Brano di riferimento –
Basilica di san Pietro in Vincoli. Michelangelo Buonarroti, Monumento funebre di Giulio II

La basilica di San Pietro in Vincoli a Roma, dalle catene di san Pietro a Michelangelo

Abside
Abside

La basilica di san Pietro in Vincoli è uno dei luoghi di Roma legati al culto di san Pietro: il suo nome deriva dalla presenza delle catene che avvinsero l’apostolo durante la prigionia a Gerusalemme, ora conservate in un reliquiario incastonato nell’altare maggiore. La chiesa custodisce inoltre uno dei capolavori di Michelangelo, il Mosè destinato alla tomba di Giulio II: il primo progetto non venne mai portato a compimento, a causa di travagliate vicende.

Al di sotto della chiesa sono stati trovati resti di abitazioni romane di età repubblicana, databili tra il III e il I secolo a.C.. Tali abitazioni, di carattere signorile, nel corso del I secolo d.C. vennero distrutte per consentire l’edificazione di una domus imperiale, poi trasformata tra la fine del III e l’inizio del IV secolo con la costruzione di un’aula absidata a navata unica: forse quest’aula era adibita al culto cristiano prima dell’edificazione della chiesa. La prima costruzione di san Pietro in Vincoli – risalente alla fine del IV secolo e i primi del V – aveva una navata centrale e due laterali, divise da due file di quindici colonne, un’abside centrale di diametro pari alla navata ed era priva di transetto. Per la sua elevazione furono utilizzate come fondamenta i resti della domus imperiale. In seguito la basilica fu ricostruita – per volontà di papa Sisto III (432-440) – con il conferimento della direzione dei lavori al presbitero Filippo, primo rettore di san Pietro in Vincoli: fu introdotto il transetto, con la riduzione del numero delle colonne a dieci, venne realizzata una recinzione liturgica e soprattutto la chiesa venne dotata di un battistero con accesso dalla navata destra.

Blocco dati –
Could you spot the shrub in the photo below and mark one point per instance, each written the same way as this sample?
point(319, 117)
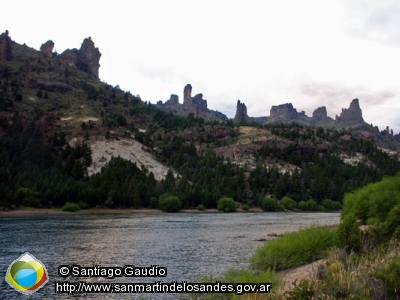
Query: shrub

Consegne –
A. Secondo il brano sulla basilica, dove sono conservate oggi le catene di san Pietro?
B. Riscrivi sotto forma di elenco il paragrafo del brano sulla basilica che comincia con "Al di sotto della chiesa", mantenendone i fatti principali.
C. Riproduci dal brano sulla basilica la parte che si apre con le parole contenenti "La basilica di san Pietro in Vincoli è" e si chiude con "di travagliate vicende.".

Soluzioni degli esercizi –
A. In un reliquiario incastonato nell'altare maggiore.

B.
- Sotto la chiesa sono stati trovati resti di abitazioni signorili romane di età repubblicana (III-I secolo a.C.).
- Nel I secolo d.C. le abitazioni furono distrutte per costruire una domus imperiale.
- Tra la fine del III e l'inizio del IV secolo la domus fu trasformata con un'aula absidata a navata unica, forse usata per il culto cristiano.
- La prima chiesa, della fine del IV e dei primi del V secolo, sorse sulle fondamenta della domus. Aveva tre navate divise da due file di quindici colonne e un'abside larga quanto la navata, ma nessun transetto.
- Papa Sisto III (432-440) la fece ricostruire affidando i lavori al presbitero Filippo, primo rettore di san Pietro in Vincoli.
- Con la ricostruzione fu aggiunto il transetto e le colonne scesero a dieci. Fu realizzata una recinzione liturgica e venne costruito un battistero con accesso dalla navata destra.

C.
La basilica di san Pietro in Vincoli è uno dei luoghi di Roma legati al culto di san Pietro: il suo nome deriva dalla presenza delle catene che avvinsero l’apostolo durante la prigionia a Gerusalemme, ora conservate in un reliquiario incastonato nell’altare maggiore. La chiesa custodisce inoltre uno dei capolavori di Michelangelo, il Mosè destinato alla tomba di Giulio II: il primo progetto non venne mai portato a compimento, a causa di travagliate vicende.